→ **READING PASSAGE**
Should I Get the Canon EF 70-200mm f/4L IS II USM or Tamron 70-210mm f/4 Di VC USD Lens?

A 70-200mm telephoto zoom lens is an extremely versatile tool. So veratile, in fact, it's often a pro photographer's most-used lens (or maybe just behind their general purpose zoom). Engagements, weddings, parties, events, theater, stage performances, high school senior, fashion, documentary, lifestyle, zoo, product and landscape photography are all great uses for this focal length range.
 
If you're looking to add a 70-200(ish) mm zoom lens to your kit, and don't need an f/2.8 max aperture and/or don't want the size/weight/cost penalties tied to the wider aperture, then the Canon EF 70-200mm f/4L IS II USM and Tamron 70-210mm f/4 Di VC USD Lens are likely at the top of your considerations list. Both lenses feature an f/4 max aperture that can be stopped down to f/32, nine rounded aperture blades and built-in stabilization. Where the two lenses differ, of course, will determine which one is the better candidate for your kit.
 
Canon EF 70-200mm f/4L IS II USM and Tamron 70-210mm f/4 Di VC USD Shared Features
 
  • 70-200mm-class focal length range
  • Constant f/4 max aperture; can be stopped down to f/32
  • 9 rounded aperture blades
  • Built-in stabilization
  • High grade build quality with weather sealing
  • Optional tripod ring
Primary Advantages of the Canon EF 70-200mm f/4L IS II USM Lens
 
  • Better image stabilization: 5-stops vs. 4
  • Slightly lighter weight: 28.2 oz (800g) vs. 30.3 oz (859g)

→ **EXTRACTED INFORMATION**
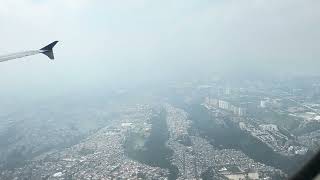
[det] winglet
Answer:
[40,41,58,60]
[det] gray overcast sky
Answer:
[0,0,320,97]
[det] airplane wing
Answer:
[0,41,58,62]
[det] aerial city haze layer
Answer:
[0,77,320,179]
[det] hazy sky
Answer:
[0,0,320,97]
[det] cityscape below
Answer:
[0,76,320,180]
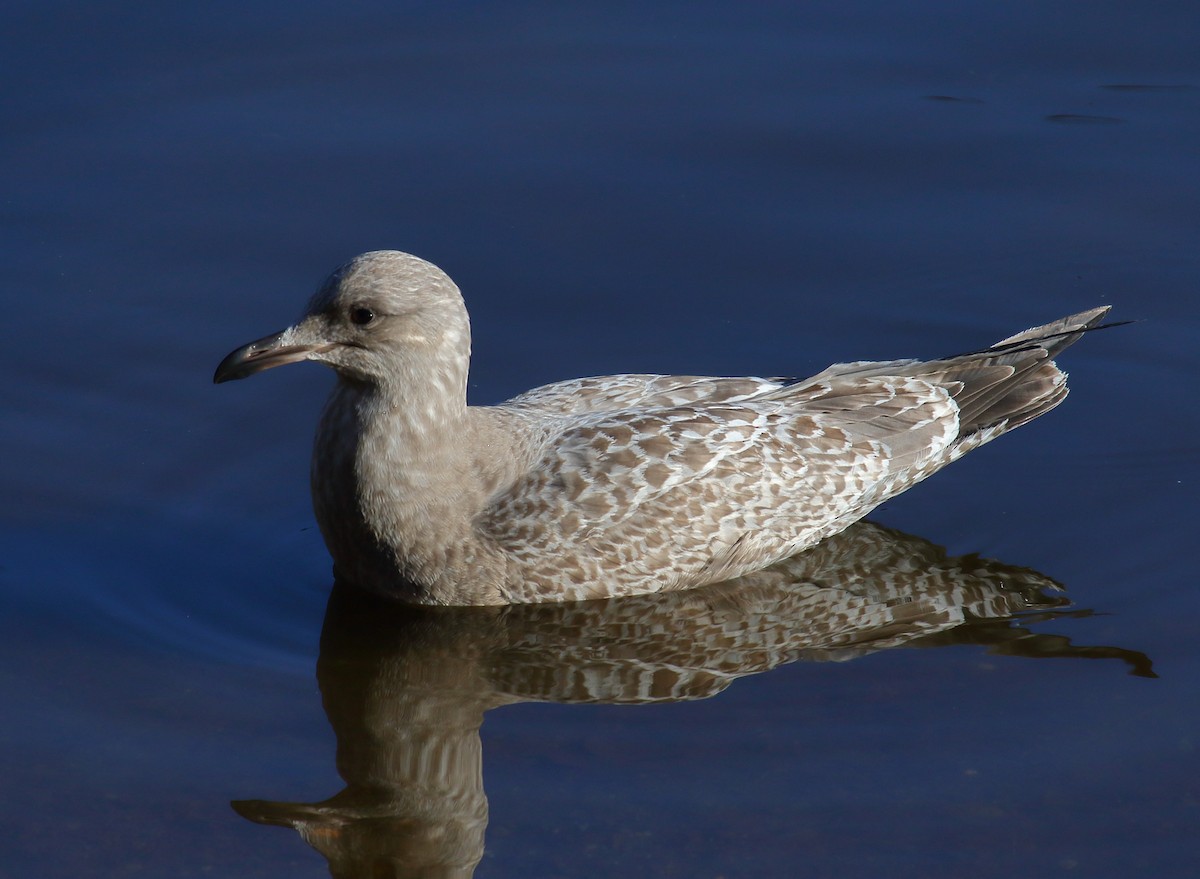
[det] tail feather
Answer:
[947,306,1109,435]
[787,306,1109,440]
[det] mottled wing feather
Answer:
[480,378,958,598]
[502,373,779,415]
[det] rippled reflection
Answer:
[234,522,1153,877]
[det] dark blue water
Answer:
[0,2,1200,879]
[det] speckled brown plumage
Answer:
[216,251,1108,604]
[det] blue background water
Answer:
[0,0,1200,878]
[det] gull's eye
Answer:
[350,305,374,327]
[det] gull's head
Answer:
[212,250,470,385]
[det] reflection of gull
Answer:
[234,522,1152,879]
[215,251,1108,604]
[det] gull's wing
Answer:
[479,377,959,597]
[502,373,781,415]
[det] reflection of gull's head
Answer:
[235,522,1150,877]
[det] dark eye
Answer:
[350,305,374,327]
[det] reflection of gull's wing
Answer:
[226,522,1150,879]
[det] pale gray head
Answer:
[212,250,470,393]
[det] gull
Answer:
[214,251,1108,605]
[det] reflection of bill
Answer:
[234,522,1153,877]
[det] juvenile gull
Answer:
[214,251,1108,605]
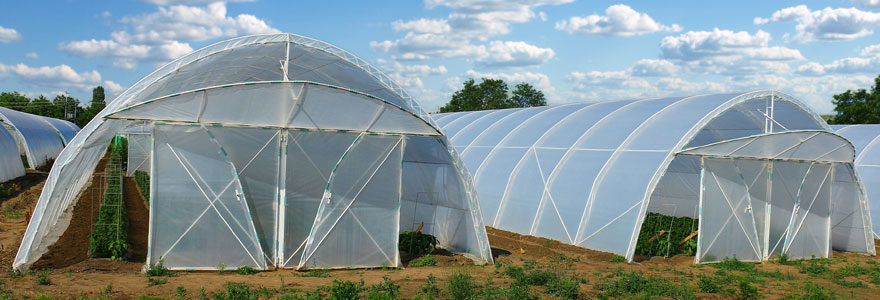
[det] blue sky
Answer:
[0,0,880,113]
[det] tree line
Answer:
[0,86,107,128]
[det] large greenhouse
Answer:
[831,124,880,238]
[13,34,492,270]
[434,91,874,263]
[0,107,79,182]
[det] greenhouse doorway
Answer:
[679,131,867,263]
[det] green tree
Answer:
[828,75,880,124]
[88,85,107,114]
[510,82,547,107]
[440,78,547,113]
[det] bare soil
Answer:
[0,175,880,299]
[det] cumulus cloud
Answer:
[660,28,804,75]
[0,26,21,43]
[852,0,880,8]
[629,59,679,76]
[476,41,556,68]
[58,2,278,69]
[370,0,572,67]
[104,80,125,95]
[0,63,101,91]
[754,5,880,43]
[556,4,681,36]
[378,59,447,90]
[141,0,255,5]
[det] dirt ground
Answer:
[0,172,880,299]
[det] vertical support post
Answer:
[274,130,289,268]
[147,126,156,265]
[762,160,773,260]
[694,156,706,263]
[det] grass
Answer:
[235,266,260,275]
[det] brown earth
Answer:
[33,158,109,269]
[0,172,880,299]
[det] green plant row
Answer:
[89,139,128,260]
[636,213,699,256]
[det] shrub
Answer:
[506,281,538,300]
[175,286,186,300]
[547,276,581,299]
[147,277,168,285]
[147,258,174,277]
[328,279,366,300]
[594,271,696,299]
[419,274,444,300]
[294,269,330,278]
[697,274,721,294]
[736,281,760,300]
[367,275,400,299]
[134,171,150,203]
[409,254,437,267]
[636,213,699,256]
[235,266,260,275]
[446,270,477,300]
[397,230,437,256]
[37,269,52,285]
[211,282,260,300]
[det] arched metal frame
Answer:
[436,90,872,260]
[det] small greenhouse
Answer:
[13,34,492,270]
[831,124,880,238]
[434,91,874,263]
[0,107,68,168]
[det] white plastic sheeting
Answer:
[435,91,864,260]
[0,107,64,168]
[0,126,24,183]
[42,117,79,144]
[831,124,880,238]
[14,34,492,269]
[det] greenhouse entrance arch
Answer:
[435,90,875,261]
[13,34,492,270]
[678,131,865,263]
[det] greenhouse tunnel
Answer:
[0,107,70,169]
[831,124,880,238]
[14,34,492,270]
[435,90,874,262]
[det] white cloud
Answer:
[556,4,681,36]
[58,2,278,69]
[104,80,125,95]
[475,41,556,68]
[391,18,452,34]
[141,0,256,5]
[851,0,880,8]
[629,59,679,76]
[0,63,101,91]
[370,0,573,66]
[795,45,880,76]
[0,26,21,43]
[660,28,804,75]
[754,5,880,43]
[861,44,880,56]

→ **REQUIREMENTS**
1/ From the lens comparison, copy the passage starting at "Should I Get" and ending at "focal length range.".
2/ List every feature that the lens comparison gives under its heading of shared features for the two lenses.

→ **RESULTS OF THE EXERCISE**
1/
Should I Get the Canon EF 70-200mm f/4L IS II USM or Tamron 70-210mm f/4 Di VC USD Lens?

A 70-200mm telephoto zoom lens is an extremely versatile tool. So veratile, in fact, it's often a pro photographer's most-used lens (or maybe just behind their general purpose zoom). Engagements, weddings, parties, events, theater, stage performances, high school senior, fashion, documentary, lifestyle, zoo, product and landscape photography are all great uses for this focal length range.

2/
- 70-200mm-class focal length range
- Constant f/4 max aperture; can be stopped down to f/32
- 9 rounded aperture blades
- Built-in stabilization
- High grade build quality with weather sealing
- Optional tripod ring